§ REQUIRED TASK: Revise the records by changing each occurrence of "set a point on each" to "place a marker on each". Leave everything else as it is.

[Labeled-object pointing entries]
■ ■ ■
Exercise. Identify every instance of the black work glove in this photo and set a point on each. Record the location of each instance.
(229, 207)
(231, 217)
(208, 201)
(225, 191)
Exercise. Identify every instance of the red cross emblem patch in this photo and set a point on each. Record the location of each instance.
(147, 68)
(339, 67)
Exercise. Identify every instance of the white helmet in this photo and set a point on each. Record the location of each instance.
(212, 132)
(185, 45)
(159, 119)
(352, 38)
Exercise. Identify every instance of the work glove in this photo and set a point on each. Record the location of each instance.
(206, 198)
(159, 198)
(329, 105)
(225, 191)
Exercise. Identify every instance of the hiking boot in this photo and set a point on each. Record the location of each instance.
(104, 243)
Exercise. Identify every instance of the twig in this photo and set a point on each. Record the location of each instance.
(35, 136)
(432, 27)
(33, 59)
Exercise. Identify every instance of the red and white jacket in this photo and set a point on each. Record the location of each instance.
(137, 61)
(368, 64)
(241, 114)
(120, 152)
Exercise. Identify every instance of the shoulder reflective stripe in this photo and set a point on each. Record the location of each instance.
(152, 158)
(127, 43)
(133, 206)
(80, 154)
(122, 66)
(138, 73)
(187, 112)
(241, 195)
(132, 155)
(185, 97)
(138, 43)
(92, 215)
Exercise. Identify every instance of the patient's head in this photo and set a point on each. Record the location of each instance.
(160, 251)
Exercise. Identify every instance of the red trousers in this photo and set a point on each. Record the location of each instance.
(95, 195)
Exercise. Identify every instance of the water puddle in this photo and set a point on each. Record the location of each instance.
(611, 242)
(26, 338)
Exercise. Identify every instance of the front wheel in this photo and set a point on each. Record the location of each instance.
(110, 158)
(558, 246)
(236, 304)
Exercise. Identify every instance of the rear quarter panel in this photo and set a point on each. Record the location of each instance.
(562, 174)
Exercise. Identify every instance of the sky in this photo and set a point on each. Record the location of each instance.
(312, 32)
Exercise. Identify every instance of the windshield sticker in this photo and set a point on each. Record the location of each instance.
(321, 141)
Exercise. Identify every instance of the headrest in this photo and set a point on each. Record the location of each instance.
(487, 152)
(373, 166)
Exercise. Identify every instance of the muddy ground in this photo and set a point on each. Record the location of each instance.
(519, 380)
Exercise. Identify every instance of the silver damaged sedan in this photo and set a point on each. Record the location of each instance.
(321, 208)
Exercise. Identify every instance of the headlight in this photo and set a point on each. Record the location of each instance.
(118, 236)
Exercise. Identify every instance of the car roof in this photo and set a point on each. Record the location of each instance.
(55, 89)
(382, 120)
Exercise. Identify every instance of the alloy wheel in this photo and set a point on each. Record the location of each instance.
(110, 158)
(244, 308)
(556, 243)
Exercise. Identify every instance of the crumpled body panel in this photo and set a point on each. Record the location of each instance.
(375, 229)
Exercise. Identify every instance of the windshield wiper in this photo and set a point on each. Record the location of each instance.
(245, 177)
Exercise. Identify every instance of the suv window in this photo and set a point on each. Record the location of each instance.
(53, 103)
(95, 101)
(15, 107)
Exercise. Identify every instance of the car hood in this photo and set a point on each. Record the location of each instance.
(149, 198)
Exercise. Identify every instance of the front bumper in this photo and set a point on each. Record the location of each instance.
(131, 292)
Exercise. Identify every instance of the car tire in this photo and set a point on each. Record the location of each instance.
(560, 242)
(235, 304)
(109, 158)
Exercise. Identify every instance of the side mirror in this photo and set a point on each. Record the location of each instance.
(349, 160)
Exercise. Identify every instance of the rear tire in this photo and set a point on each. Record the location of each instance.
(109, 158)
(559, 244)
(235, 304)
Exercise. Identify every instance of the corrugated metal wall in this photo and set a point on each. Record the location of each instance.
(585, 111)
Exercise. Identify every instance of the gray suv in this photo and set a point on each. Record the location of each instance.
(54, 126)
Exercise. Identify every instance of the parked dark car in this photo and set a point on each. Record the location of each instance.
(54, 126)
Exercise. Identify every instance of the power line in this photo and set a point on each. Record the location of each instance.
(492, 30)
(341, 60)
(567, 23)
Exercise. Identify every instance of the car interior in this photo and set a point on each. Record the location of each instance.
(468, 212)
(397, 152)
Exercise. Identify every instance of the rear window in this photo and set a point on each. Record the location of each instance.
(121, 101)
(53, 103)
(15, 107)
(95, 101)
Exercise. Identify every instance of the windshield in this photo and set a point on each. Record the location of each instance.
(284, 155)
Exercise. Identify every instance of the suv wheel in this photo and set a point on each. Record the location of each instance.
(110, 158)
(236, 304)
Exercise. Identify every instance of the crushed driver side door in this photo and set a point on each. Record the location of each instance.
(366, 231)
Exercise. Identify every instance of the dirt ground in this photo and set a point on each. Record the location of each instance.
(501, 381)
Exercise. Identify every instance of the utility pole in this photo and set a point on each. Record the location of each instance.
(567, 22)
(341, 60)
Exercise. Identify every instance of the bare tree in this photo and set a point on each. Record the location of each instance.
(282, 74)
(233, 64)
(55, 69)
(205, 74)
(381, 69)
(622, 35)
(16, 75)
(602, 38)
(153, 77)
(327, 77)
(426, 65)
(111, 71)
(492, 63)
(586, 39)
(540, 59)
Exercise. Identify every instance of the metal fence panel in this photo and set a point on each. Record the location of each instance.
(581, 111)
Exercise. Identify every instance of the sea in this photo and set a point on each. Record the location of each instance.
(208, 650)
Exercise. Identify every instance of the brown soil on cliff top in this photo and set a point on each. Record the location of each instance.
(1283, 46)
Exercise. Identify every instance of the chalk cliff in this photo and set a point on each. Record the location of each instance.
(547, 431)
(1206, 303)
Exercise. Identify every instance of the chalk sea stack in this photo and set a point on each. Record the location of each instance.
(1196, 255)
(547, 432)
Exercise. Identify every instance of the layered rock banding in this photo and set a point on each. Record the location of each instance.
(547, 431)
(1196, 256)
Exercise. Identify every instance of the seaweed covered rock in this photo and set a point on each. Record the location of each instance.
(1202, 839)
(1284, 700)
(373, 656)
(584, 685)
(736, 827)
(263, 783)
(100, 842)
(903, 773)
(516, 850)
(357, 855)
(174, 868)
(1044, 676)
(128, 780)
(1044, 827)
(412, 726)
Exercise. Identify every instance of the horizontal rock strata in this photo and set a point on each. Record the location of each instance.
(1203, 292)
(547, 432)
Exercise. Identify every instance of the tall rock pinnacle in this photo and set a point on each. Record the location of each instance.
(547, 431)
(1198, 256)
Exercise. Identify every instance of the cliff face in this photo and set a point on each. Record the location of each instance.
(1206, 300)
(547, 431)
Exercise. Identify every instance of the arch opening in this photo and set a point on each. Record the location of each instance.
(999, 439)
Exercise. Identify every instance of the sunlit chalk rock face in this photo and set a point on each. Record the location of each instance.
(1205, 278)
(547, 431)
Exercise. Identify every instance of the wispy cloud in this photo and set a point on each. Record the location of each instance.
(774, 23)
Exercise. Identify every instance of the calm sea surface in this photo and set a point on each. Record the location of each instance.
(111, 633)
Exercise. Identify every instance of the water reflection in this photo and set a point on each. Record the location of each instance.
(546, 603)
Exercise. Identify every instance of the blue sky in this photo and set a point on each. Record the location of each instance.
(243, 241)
■ ■ ■
§ EXPECTED OUTPUT:
Exercise. Identify every instance of the black work glove in this photo and place a marker on each. Record the location of each instance.
(229, 207)
(231, 217)
(208, 201)
(225, 191)
Exercise. Identify every instance of the red cross emblem patch in this photo and place a marker on each. Record the location of each instance.
(147, 68)
(339, 67)
Exercise. Identify every instance of the white helmet in this photo and place a marker on each. Record the location of each instance.
(212, 132)
(185, 45)
(159, 119)
(352, 38)
Exercise. Identify every instance of the work glove in this photo and place a marker on each. Record the location of each instance.
(206, 198)
(159, 198)
(329, 105)
(225, 191)
Exercise. Identify every instance of the hiking boot in this photo and place a marker on each. Record the location of each instance.
(104, 243)
Exercise. Identify every instance of the twig in this photo and place a marker on each. Record the location of each instance.
(35, 136)
(432, 27)
(33, 59)
Exercise. Identify every instance of the red and white jacket in this photo and place a marker on each. Record the location of each instance.
(137, 61)
(368, 64)
(241, 114)
(120, 152)
Exercise. Identify every instance of the shoulder reflective stripe in this photo and place a marker on each. Record the location of each instance.
(152, 158)
(127, 43)
(133, 206)
(80, 154)
(122, 66)
(138, 73)
(187, 112)
(241, 195)
(132, 155)
(185, 97)
(138, 43)
(92, 215)
Exercise. Identify every instance of the patient's head in this photo and place a marker on each. Record the location of each instance.
(160, 251)
Exercise. Identify every instance of the red trousers in this photo and place a marker on each. Record the location of each instance.
(95, 195)
Exercise. Identify every instance of the water puddle in this photo and place a marker on each. Record the location of each instance.
(611, 242)
(26, 338)
Exercise. Identify every instance of the front wheel in this photo and place a marker on each. Record the location of each instance.
(110, 158)
(558, 246)
(236, 304)
Exercise. Identify every instance of the rear quarter panel in this photo and place a marker on each. Record the location of each instance.
(562, 174)
Exercise. Identify every instance of the sky in this photo and place a marker on each. Record the location of each instance.
(312, 32)
Exercise. Identify every instance of the windshield sticker in this photo and place a marker on each. Record the location of each instance.
(321, 141)
Exercise. Identify every instance of the headrest in this photo and place a marker on each. Record the location of each instance.
(487, 152)
(373, 166)
Exercise. Identify every instance of the muddy ground in this photo and place a marker on each. Record the location of each instance.
(519, 380)
Exercise. Identify every instance of the silver damaged sedan in this photo and place a marker on each. Record the location of each instance.
(321, 208)
Exercise. Identify every instance of the headlight in this photo and place a marker on each. Record the location of each instance.
(118, 236)
Exercise. Identify every instance of the car roof in this photo and place a marker on each. Record the location of each instance.
(55, 89)
(382, 120)
Exercise. Identify every instance of the alloy wheel in this photo and place a marker on each. Record the location of each instance.
(110, 158)
(244, 308)
(556, 243)
Exercise. Identify every instance of the crumpled body panel in this photo and place a marker on each. Record the location of each instance.
(375, 229)
Exercise. Identify every instance of the windshield wiper in this photo and place a marker on each. Record the location of each instance.
(245, 177)
Exercise. Identify every instance of the suv window in this photo and place a marker on each. Record the location of each instance.
(53, 103)
(95, 101)
(15, 107)
Exercise. Identify every instance of the car hood in this photo and place a marker on each. Record the location of each instance.
(149, 198)
Exercise. Identify every instance of the front bumper in this photo and place a marker on each. Record the location of each instance.
(131, 292)
Exercise. Identify every instance of the car tire in this photo and place a marker on each. Record the location of each instance.
(560, 242)
(235, 304)
(109, 158)
Exercise. Identify every instance of the side mirror in this photo and place a marker on each. Record the location of each instance.
(349, 160)
Exercise. Identify every instance of the rear tire in this photo and place a marker on each. Record the location of each instance.
(109, 158)
(559, 244)
(235, 304)
Exercise. Identify every instance of the corrugated metal wall in this photo and place a marker on each. Record the location of each instance.
(585, 111)
Exercise. Identify every instance of the gray suv in this photo and place a marker on each. Record the location of each instance.
(54, 126)
Exercise. Identify every instance of the parked dark car in this photo and place a marker on each. Record the location of each instance.
(54, 126)
Exercise. Identify every instance of the power line in this photo and place a marker on each. Record the location of each instance.
(492, 30)
(341, 60)
(567, 23)
Exercise. Identify every instance of the car interior in this photo and place a marker on each. Record the location of each instance.
(468, 212)
(397, 152)
Exercise. Identify every instance of the rear window in this photo and place a marker on each. Record the location of each instance.
(121, 101)
(53, 103)
(15, 107)
(95, 101)
Exercise. Identify every instance of the windshield in this photo and place a marker on each. Record the location of each instance.
(284, 155)
Exercise. Identify every instance of the suv wheel in this photo and place a marker on each. Record the location of each instance.
(110, 158)
(236, 304)
Exercise. Identify every instance of the crushed driver side door in this photo and place a marker on each. Record the location of each instance.
(366, 231)
Exercise. Identify every instance of the dirt ground in this photo and place a marker on each. Record the location of each instance.
(501, 381)
Exercise. Identify every instance of the utility pole in this photo and place a marker on each. Record the location of each instance.
(567, 22)
(341, 60)
Exercise. Identify every instance of the bare tree in this photo and place a marker on each. Record the location of each instance.
(282, 74)
(233, 64)
(55, 69)
(205, 74)
(381, 69)
(622, 35)
(16, 75)
(602, 38)
(153, 77)
(327, 77)
(426, 65)
(111, 71)
(492, 63)
(586, 39)
(540, 59)
Exercise. Identify every instance of the metal fence panel in this photo and place a marker on each. Record the location of each instance.
(581, 111)
Exercise. Identify every instance of the sea in this photo and place a marker on each. Record the location of each instance.
(208, 650)
Exercise. Identify every instance of the brown soil on cliff top in this photo and place a marker on each. Record the location of each instance.
(1283, 46)
Exercise. Identify every instance of the chalk cliff in this photo and place a marker on each. Record the location of each instance.
(547, 431)
(1206, 303)
Exercise. Identify every instance of the chalk sea stack in this photo and place a marker on each. Record the location of each instance.
(1196, 255)
(547, 432)
Exercise. Identify every instance of the layered rock banding in this photo and place a marker on each. Record the location of each instance.
(547, 431)
(1196, 256)
Exercise. Identify every instance of the seaweed covered rock in this photo and place a marker on each. Record the location of each instance.
(1202, 839)
(1284, 700)
(373, 656)
(584, 685)
(736, 827)
(263, 783)
(100, 842)
(903, 773)
(516, 850)
(357, 855)
(174, 868)
(1044, 676)
(128, 780)
(1044, 827)
(412, 726)
Exercise. Identify every instance of the horizontal rock strata in this photo and place a marker on each. Record the location of each instance.
(1203, 292)
(547, 432)
Exercise. Identify every instance of the tall rock pinnacle in this photo and place a marker on each. Record the location of each instance.
(547, 431)
(1198, 256)
Exercise. Identify every instance of the cliff face in this photo and place a marker on each. Record the location of each instance.
(1206, 300)
(547, 431)
Exercise. Identify every instance of the arch opening in this photo and place a marker on each. Record the location of each instance.
(999, 439)
Exercise. Identify every instance of the sunlit chalk rock face in this photo and place a marker on each. Record the location of each instance.
(1205, 278)
(547, 431)
Exercise. Identify every instance of the wispy cloud in this photo and place a marker on each. Record the location of each instance.
(774, 23)
Exercise. Identify every instance of the calm sea surface in this photo and place a marker on each. Record the location of each instance.
(111, 633)
Exercise. Identify every instance of the water reflection in this photo and place a marker on each. Record the location of each instance.
(546, 603)
Exercise. Identify every instance of the blue sky in this photo and place a marker on each. Record the location of each instance.
(243, 241)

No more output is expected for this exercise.